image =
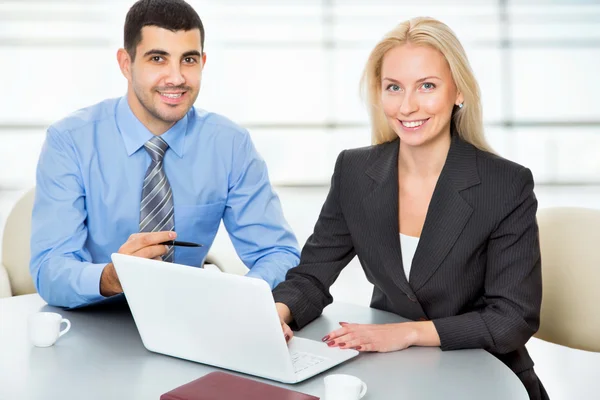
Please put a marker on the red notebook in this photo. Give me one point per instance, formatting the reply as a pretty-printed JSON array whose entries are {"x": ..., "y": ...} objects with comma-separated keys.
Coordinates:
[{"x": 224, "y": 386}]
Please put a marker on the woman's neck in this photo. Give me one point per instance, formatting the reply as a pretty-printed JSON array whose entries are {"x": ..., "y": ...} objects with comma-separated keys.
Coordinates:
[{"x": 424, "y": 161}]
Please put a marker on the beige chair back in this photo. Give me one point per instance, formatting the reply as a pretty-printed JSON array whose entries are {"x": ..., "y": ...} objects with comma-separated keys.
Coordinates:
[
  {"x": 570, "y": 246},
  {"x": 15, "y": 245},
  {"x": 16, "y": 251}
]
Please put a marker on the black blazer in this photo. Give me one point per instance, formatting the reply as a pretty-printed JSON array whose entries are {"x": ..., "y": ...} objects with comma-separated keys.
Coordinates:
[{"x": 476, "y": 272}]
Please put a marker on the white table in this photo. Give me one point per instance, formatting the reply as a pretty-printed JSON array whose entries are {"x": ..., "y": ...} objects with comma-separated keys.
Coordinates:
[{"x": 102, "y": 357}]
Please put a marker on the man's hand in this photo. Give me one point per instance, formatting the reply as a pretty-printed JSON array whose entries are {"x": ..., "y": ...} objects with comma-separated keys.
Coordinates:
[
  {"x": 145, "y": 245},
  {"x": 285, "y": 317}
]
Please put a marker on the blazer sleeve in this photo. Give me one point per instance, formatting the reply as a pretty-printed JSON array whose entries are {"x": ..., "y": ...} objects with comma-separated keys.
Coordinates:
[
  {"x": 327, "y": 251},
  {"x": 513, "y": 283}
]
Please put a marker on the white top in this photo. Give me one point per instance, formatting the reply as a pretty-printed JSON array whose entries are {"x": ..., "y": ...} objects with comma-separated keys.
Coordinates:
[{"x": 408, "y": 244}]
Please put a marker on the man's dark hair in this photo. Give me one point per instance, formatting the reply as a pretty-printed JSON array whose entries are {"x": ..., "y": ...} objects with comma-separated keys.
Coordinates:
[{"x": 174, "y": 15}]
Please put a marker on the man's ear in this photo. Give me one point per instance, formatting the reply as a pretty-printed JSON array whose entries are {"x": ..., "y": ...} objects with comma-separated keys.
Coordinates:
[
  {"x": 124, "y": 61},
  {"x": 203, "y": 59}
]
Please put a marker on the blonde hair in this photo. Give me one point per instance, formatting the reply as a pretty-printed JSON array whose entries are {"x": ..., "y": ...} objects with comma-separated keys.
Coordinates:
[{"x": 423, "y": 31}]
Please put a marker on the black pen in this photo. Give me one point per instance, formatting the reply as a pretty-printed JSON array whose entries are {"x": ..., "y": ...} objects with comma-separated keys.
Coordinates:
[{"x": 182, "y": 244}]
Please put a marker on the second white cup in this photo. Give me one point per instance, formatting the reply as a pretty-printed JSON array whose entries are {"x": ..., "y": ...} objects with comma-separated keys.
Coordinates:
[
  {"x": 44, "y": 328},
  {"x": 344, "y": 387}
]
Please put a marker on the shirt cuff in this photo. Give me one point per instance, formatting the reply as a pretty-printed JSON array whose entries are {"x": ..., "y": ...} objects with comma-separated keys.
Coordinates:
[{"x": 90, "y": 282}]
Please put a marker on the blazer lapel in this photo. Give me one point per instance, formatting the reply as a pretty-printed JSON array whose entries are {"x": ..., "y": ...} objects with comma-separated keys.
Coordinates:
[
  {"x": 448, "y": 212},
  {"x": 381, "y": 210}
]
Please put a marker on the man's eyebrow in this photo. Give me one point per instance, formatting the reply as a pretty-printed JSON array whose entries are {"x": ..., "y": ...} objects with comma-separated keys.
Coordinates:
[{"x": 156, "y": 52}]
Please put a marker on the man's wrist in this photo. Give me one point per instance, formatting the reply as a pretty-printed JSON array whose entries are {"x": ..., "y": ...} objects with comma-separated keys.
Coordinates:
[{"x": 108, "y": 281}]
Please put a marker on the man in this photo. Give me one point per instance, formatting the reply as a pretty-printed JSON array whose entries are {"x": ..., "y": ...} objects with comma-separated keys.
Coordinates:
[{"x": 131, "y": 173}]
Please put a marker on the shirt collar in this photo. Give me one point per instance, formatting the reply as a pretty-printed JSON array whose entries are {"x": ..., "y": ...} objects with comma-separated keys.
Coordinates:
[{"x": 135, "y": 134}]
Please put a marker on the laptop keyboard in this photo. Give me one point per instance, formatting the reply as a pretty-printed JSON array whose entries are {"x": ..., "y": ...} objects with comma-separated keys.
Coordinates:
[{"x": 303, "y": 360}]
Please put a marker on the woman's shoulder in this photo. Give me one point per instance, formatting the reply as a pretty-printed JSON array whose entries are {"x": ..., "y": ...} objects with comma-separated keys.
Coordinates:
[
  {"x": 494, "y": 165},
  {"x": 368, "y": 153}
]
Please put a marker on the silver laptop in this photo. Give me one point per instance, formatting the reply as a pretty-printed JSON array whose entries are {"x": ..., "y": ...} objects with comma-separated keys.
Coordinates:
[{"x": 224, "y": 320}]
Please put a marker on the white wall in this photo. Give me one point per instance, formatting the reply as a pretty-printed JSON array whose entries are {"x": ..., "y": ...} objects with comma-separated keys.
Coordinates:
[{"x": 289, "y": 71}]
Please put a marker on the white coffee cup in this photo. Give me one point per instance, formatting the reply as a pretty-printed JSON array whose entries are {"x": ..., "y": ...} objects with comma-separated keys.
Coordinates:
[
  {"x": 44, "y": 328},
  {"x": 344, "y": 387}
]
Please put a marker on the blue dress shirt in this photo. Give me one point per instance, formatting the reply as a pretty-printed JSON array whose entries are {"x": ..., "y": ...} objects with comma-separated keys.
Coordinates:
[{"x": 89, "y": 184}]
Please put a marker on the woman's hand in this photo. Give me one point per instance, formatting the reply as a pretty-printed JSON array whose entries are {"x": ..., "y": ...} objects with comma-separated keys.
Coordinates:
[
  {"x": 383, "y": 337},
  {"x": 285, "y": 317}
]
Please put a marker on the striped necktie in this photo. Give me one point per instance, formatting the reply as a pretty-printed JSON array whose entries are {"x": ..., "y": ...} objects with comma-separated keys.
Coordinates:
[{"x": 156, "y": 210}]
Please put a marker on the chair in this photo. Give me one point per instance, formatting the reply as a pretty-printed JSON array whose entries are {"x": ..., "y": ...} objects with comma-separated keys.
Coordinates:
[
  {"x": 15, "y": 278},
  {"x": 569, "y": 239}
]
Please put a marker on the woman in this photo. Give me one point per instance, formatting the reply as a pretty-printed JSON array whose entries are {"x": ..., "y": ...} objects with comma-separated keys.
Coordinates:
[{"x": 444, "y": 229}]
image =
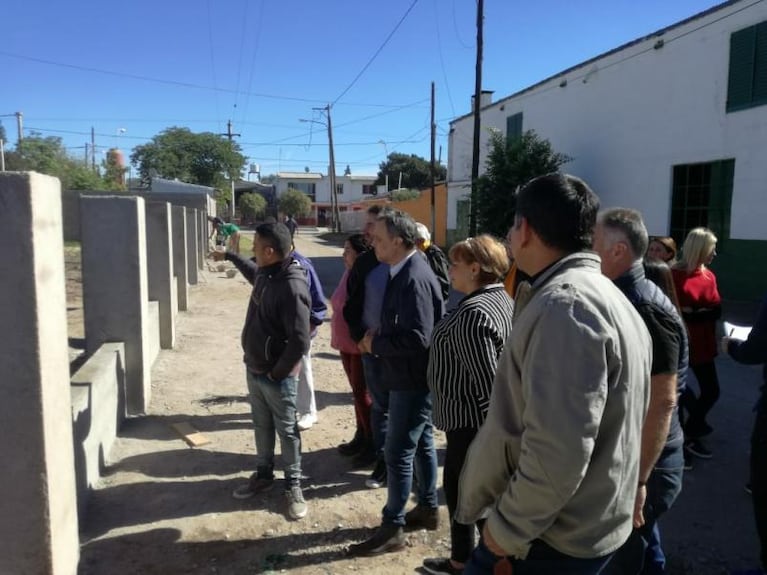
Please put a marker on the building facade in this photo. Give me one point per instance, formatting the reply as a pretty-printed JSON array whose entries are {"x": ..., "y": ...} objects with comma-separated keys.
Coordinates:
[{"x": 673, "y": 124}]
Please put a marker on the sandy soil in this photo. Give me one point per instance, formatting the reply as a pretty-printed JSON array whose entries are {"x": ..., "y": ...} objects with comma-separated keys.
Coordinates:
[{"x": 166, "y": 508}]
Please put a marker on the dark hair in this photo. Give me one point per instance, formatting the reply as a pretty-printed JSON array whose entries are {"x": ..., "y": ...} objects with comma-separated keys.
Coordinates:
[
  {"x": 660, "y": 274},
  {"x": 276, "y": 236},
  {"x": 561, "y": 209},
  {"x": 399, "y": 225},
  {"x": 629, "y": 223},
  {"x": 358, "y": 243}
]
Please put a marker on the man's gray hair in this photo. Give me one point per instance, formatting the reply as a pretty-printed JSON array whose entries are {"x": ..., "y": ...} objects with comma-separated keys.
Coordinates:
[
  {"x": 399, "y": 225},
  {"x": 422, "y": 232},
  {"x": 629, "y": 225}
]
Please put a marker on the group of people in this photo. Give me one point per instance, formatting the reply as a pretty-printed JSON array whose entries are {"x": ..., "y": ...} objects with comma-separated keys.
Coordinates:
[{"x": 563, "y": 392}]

Aim of the task. Rewrite the lines from the one containing "Please put a marker on the group" through the end of the listing, inclusive, swapping "group of people" for "crowd" and leaving everything else unchanged.

The answer.
Please put a marker on the crowd in this photo. Give me one point per instance, formatting the reply as a pretty-printed JSON array whose entries are {"x": ..., "y": ...} objects with comma-separated keys.
Coordinates:
[{"x": 563, "y": 392}]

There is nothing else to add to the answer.